◆ **CHALLENGE**: Copy every entry word for word, but skip the pictures.

◆ **DATA FOR THIS EXERCISE**:
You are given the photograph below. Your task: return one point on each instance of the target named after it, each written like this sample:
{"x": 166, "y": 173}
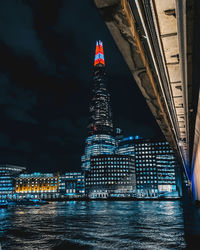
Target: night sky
{"x": 46, "y": 55}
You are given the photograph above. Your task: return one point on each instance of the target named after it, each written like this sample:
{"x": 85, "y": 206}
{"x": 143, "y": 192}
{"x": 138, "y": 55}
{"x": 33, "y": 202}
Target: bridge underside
{"x": 155, "y": 38}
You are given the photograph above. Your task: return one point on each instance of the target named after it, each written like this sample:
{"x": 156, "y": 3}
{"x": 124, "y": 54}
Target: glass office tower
{"x": 100, "y": 129}
{"x": 7, "y": 185}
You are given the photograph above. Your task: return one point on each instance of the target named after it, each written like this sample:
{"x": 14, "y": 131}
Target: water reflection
{"x": 94, "y": 225}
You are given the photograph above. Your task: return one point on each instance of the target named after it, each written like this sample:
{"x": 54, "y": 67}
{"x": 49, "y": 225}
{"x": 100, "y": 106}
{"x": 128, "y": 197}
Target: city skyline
{"x": 45, "y": 81}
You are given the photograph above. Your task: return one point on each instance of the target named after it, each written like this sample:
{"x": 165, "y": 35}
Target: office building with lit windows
{"x": 37, "y": 185}
{"x": 126, "y": 145}
{"x": 100, "y": 128}
{"x": 7, "y": 177}
{"x": 157, "y": 170}
{"x": 111, "y": 176}
{"x": 72, "y": 185}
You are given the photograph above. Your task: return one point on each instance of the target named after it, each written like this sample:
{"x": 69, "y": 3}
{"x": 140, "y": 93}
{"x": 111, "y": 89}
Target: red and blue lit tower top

◆ **THE SOLUTION**:
You are given the photograph below. Your task: return one point on each instance of the target named after it, each written like this sample:
{"x": 166, "y": 173}
Target: night sky
{"x": 46, "y": 55}
You are given the photograph above. Your task: return one point on each instance of the target named after it, each written like this sample:
{"x": 85, "y": 206}
{"x": 143, "y": 192}
{"x": 138, "y": 55}
{"x": 33, "y": 202}
Target: bridge underside
{"x": 155, "y": 38}
You are given the photograph above. Your task: return one point on each instance of the target named after it, each written like this sample:
{"x": 156, "y": 3}
{"x": 124, "y": 54}
Target: glass office tower
{"x": 100, "y": 129}
{"x": 7, "y": 185}
You are given the photograph above. Your task: return one point on each instance of the target named after it, each written like this sample:
{"x": 14, "y": 131}
Target: water reflection
{"x": 94, "y": 225}
You are given the photograph above. Your task: return one point on each instance of the target named after it, each written like this sample:
{"x": 54, "y": 67}
{"x": 49, "y": 225}
{"x": 100, "y": 106}
{"x": 128, "y": 197}
Target: city skyline
{"x": 45, "y": 81}
You are given the photograph above. Your task: return one point on each instance of the target named after it, each written like this sample:
{"x": 165, "y": 35}
Target: office building with lit windows
{"x": 37, "y": 185}
{"x": 126, "y": 145}
{"x": 100, "y": 128}
{"x": 7, "y": 177}
{"x": 157, "y": 170}
{"x": 111, "y": 176}
{"x": 72, "y": 185}
You are given the photograph above. Your task: return one point on each instance of the target named after it, each written like this sample:
{"x": 69, "y": 3}
{"x": 140, "y": 93}
{"x": 111, "y": 89}
Target: red and blue lit tower top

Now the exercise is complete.